My Five Cents
Last updated 6/8/2021 at 6:43pm
With session over, there’s time to reflect on what happened toward the end of session and the new laws the legislature passed over the past 140 days.
Here are five things happening around your state:
1. Legislature adjourns Sine Die
The 87th Legislative session has ended and this week both chambers adjourned Sine Die. In total, the House and Senate filed 7,025 bills combined. Of those, the House filed 4,834 bills and the Senate filed 2,191 bills. However, only 1,081 bills from both the House and Senate were sent to the Governor. Of the bills sent to the Governor, I authored or primarily sponsored 29 of them.
I’m immensely proud of the work we accomplished this session on behalf of the people of East Texas and I look forward to getting back to the district to discuss this session’s accomplishments.
2. Potential special sessions on the horizon
Though the legislature passed a lot of good bills this session, anticipate having at least one, but likely two, special sessions this fall. The Governor announced he will call the legislature back to work on election security and bail reform, two emergency items that didn’t pass this year. The Governor also discussed a line-item veto of Article X of the budget, which funds the legislative branch. If that happens, funding for the Legislature would run out on September 1 and we would need to reconvene before then to re-appropriate those funds. The most complicated process we’ll undertake this fall is redistricting. The data we need to start the process will arrive by August 16, according to the Census Bureau. The complete data toolkit will arrive sometime before September 30. After that data is received, the process of redrawing district lines for the State House, State Senate, US Congress, and State Board of Education can begin.
3. House Bill 19 aims at curbing trucking litigation
During this session, both chambers passed House Bill 19, authored by Representative Jeff Leach and sponsored by Senator Larry Taylor. The bill is aimed at cutting down on frivolous lawsuits in the trucking industry and other commercial vehicles. The bill would create a two-step process for litigation. First, the driver of the commercial vehicle would have to be proven liable in court for the accident. After that, the trial could proceed to a second phase where the injured party could bring a case against the driver’s employer. Damages would be assessed at that point. This bill aims to cut down on unjust and excessive lawsuits. I was proud to co-sponsor this bill in the Senate.
4. Multiple bills signed to prevent defunding the police
Governor Abbott signed four bills in the past week that stop cities from defunding the police and enhance penalties for crimes that interfere with police work. Those four bills include:
- House Bill 9 - authored by Representative Stephanie Klick and sponsored by Senator Donna Campbell. The bill would increase the penalty for knowingly blocking an emergency vehicle or obstructing access to a hospital or health care facility. The penalty
would be a state jail felony, which carries up to two years in jail and a fine of up to $10,000.

*Work instructions*
Answer these from the legislative update above:
(a) How many bills did the House file during the session?
(b) According to the Census Bureau, by what date will the data needed to start redistricting arrive?
(c) Who authored House Bill 19?

*Dataset records*

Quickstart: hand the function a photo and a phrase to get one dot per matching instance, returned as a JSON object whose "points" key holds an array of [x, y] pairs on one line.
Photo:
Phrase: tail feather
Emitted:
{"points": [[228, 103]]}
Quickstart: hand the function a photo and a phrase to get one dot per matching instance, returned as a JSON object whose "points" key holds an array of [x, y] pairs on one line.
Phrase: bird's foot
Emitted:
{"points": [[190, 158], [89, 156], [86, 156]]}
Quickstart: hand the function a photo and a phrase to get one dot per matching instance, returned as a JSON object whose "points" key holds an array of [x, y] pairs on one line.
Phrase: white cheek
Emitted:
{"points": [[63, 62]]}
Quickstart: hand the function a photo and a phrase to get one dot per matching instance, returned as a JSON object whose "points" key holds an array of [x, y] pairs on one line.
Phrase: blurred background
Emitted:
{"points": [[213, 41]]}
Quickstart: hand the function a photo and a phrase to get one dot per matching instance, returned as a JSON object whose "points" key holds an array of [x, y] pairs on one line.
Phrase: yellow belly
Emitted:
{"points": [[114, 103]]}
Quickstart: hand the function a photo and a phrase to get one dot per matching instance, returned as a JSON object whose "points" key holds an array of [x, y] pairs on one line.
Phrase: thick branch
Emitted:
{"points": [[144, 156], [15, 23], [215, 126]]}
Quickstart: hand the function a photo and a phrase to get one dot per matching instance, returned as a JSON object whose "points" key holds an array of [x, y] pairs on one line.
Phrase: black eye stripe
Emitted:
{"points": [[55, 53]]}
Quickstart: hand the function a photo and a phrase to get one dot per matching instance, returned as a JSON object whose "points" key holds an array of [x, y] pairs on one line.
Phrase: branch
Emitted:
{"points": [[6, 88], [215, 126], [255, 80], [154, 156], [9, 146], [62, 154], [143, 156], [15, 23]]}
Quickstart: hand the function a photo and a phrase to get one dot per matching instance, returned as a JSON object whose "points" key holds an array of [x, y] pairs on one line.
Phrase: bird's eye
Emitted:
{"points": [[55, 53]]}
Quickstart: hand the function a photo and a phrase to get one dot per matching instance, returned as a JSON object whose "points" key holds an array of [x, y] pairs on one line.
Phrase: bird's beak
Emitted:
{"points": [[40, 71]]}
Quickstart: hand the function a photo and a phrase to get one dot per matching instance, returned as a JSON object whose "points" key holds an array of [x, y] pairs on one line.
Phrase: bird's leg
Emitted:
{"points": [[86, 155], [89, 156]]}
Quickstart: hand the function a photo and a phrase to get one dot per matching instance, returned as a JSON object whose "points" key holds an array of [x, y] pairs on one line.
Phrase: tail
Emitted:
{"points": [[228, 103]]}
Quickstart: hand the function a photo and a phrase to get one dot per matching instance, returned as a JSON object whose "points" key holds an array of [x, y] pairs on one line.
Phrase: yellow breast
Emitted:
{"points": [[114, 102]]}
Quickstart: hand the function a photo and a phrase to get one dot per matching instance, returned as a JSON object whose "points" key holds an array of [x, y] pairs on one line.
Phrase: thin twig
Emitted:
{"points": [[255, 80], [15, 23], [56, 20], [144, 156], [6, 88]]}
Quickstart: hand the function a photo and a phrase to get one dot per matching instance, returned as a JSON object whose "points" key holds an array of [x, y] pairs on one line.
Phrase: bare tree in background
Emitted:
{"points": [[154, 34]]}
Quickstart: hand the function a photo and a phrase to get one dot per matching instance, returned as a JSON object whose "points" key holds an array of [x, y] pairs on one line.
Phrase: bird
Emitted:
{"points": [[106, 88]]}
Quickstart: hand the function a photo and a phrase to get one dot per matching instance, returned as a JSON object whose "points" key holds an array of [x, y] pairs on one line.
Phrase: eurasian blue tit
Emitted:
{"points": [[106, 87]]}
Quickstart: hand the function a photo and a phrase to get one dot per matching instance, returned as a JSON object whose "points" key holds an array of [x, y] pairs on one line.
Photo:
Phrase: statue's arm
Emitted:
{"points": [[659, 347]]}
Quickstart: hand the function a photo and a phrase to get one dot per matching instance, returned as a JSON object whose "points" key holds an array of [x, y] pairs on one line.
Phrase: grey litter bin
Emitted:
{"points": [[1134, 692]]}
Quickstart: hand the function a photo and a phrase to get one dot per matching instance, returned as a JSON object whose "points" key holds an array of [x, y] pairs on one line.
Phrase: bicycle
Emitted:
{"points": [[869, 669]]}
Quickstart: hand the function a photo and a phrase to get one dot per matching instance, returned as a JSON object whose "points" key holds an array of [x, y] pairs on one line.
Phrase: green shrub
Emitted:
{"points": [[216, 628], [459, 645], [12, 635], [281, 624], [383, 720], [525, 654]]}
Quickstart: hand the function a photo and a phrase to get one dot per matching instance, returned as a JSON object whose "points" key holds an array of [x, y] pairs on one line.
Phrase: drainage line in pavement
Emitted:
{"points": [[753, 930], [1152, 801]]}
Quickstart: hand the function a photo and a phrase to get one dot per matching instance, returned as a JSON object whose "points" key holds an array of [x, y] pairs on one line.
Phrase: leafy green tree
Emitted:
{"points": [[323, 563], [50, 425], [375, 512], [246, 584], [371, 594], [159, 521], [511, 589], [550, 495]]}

*Answer to this task*
(a) 4,834 bills
(b) By August 16
(c) Representative Jeff Leach